Exercício curto 1: Por favor, organize como CSV de duas colunas, "texto" e "resposta", somente os registros entre a linha que contém "Labeling job #4072 — target category: sky." e a linha que contém "[172,120,213,141]", ambas incluídas. Cada linha deve trazer um texto e a resposta correspondente, cada valor num único campo entre aspas e com as quebras de linha trocadas por espaços.

Trecho para leitura:
+---+
A Associação dos Magistrados do Paraná nega haver ação coordenada ou intimidação. "A imprensa deve ser livre. Mas, se abuso houver, ele deve ser reparado", defendeu a associação, em nota. Nesse caso, diz, a reportagem sugeriu que os juízes estariam praticando um ato ilícito, recebendo acima do teto.
A defesa da "Gazeta do Povo" recorreu ao STF (Supremo Tribunal Federal), argumentando que nenhum magistrado no Paraná é isento para julgar a causa, mas o pedido de suspender as ações foi negado.
A ANJ (Associação Nacional de Jornais) declarou ser "absolutamente solidária" à Gazeta do Povo e disse que o caso é "uma ofensa ao exercício do jornalismo e à liberdade de imprensa".
fonte
***
A Abraji repudia a retaliação de magistrados e promotores do Paraná ao jornal Gazeta do Povo e cinco de seus profissionais, iniciada no começo deste ano. Em reação a reportagens publicadas em fevereiro de 2016 sobre suas remunerações, juízes e promotores paranaenses moveram 36 ações judiciais por danos morais. O número deve aumentar.
Os processos foram protocolados em Juizados Especiais, o que obriga os jornalistas Chico Marés, Euclides Lucas Garcia e Rogério Galindo, além do analista de sistemas Evandro Balmant e do infografista Guilherme Storck a comparecer a todas as audiências de conciliação. Como há ações em todo o estado, os profissionais já percorreram mais de seis mil quilômetros nos últimos dois meses, atendendo a 18 intimações.
A ação foi coordenada pela Associação dos Magistrados Paranaenses (AMAPAR) e pela Associação Paranaense do Ministério Público (APMP), conforme mostra áudio do presidente da AMAPAR, Frederico Mendes Junior a um grupo de juízes. O magistrado orienta os colegas a entrar, "na medida do possível", com ações individuais, usando modelo de petição criado para esse fim.
Segundo fontes da Gazeta, em uma das audiências o juiz de Paranaguá Walter Ligeiri Junior afirmou que "a Amapar não tem absolutamente nada com isso" e que o movimento partiu de um grupo de juízes. Ligeiri Junior alertou os profissionais da Gazeta de que "depois dessa, muitas outras seguirão. São 700 juízes preparando ação".
Surpreende que os magistrados e promotores ignorem a jurisprudência sobre essa forma de assédio judicial. Em 2008, a Igreja Universal do Reino de Deus aplicou a mesma tática de intimidação da imprensa, orientando fiéis de todo o país a mover ações contra a jornalista Elvira Lobato e a Folha de S.Paulo, frente à publicação de reportagem sobre empresas ligadas ao bispo Edir Macedo. À época, as mais de 90 ações judiciais por danos morais não prosperaram e em alguns casos houve condenação da Universal e de fiéis por litigância de má-fé, ou seja, abertura de processo para obter resultado ilegal ou apenas para prejudicar outra parte.
+---+
Dados para processar:
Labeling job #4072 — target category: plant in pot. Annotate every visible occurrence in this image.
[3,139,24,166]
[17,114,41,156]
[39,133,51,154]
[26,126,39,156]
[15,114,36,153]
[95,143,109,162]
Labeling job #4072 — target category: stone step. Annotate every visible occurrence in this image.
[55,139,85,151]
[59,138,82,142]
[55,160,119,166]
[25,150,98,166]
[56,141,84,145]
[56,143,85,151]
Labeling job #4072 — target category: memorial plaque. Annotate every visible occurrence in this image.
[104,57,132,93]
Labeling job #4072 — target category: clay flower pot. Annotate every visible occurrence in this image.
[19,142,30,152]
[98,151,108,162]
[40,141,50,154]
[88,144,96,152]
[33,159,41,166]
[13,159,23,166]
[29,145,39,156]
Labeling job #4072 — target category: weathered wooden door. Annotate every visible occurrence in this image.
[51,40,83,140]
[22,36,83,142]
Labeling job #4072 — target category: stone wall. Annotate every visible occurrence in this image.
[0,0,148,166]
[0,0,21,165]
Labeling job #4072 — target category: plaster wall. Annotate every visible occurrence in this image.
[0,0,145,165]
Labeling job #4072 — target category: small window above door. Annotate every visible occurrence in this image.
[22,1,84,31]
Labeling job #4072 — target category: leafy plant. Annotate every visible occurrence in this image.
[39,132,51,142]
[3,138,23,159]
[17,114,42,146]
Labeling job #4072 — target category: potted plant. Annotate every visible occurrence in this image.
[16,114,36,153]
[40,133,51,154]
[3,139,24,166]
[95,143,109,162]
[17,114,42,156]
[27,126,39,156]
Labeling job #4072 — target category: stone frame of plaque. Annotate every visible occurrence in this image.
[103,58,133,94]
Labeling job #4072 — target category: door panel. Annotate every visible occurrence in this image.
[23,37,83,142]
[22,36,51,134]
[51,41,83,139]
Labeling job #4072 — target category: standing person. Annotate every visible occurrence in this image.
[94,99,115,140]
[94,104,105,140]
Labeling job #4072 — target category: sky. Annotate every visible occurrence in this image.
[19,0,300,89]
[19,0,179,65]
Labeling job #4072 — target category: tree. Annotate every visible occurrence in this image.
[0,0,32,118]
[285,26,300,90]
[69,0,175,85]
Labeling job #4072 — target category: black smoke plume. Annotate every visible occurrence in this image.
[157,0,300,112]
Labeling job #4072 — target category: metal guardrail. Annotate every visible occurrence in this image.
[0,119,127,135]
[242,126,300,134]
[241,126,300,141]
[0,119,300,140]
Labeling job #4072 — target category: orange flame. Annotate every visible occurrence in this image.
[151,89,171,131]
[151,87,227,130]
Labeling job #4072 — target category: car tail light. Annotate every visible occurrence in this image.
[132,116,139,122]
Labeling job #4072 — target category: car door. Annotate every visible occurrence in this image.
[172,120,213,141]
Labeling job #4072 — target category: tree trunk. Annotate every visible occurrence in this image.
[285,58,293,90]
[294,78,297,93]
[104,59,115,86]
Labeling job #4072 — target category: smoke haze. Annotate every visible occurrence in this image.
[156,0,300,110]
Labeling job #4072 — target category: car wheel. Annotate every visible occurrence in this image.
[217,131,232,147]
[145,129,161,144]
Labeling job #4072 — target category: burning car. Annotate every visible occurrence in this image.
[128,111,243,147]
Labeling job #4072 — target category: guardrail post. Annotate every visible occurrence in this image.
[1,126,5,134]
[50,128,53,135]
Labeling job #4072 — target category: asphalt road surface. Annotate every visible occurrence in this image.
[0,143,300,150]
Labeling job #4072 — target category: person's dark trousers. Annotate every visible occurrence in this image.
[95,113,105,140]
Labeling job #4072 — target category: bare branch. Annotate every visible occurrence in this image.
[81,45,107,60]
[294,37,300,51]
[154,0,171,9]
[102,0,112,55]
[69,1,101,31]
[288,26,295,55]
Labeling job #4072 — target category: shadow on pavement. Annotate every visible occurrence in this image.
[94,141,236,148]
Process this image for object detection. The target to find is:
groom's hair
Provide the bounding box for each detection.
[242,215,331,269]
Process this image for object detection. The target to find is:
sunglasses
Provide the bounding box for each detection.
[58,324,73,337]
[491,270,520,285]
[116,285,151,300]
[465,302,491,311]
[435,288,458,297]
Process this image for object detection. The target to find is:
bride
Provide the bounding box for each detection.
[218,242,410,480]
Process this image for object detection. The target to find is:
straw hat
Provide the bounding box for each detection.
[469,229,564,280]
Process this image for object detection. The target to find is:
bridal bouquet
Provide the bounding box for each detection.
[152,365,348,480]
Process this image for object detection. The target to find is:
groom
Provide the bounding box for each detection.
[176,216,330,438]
+---+
Exercício curto 2: Retome o trecho sobre as ações judiciais de magistrados e promotores contra a Gazeta do Povo a partir do ponto em que ele termina.

Resposta 1:
texto,resposta
"Labeling job #4072 — target category: sky. Annotate every visible occurrence in this image.","[19,0,300,89] [19,0,179,65]"
"Labeling job #4072 — target category: tree. Annotate every visible occurrence in this image.","[0,0,32,118] [285,26,300,90] [69,0,175,85]"
"Labeling job #4072 — target category: black smoke plume. Annotate every visible occurrence in this image.","[157,0,300,112]"
"Labeling job #4072 — target category: metal guardrail. Annotate every visible occurrence in this image.","[0,119,127,135] [242,126,300,134] [241,126,300,141] [0,119,300,140]"
"Labeling job #4072 — target category: orange flame. Annotate every visible occurrence in this image.","[151,89,171,131] [151,87,227,130]"
"Labeling job #4072 — target category: car tail light. Annotate every visible occurrence in this image.","[132,116,139,122]"
"Labeling job #4072 — target category: car door. Annotate every visible occurrence in this image.","[172,120,213,141]"

Resposta 2:
Parecem desconhecer, ainda, as regras de transparência estabelecidas por seus próprios órgãos de controle. Segundo o Art. 6º, inciso VII, item d) da Resolução 215/2015 do Conselho Nacional de Justiça (CNJ), a remuneração de juízes deve ser divulgada, por ser informação de interesse público. O mesmo se aplica aos vencimentos dos promotores, de acordo com o Art. 7º, inciso VII da Resolução 89/2012 do Conselho Nacional do Ministério Público.
Para a Abraji, os processos na Justiça não buscam a reparação de eventuais danos provocados pelas reportagens, mas intimidar o trabalho da imprensa e, por isso, são um atentado à democracia. A Abraji espera que as ações sejam julgadas improcedentes e a retaliação à Gazeta do Povo e a seus profissionais não continue. É inaceitável que magistrados e promotores coloquem o corporativismo acima de direitos fundamentais como a liberdade de expressão e o acesso a informações de interesse público.
Diretoria da Abraji, 6 de junho de 2016
***
Desculpa, mas vai ter que ter TEXTÃO.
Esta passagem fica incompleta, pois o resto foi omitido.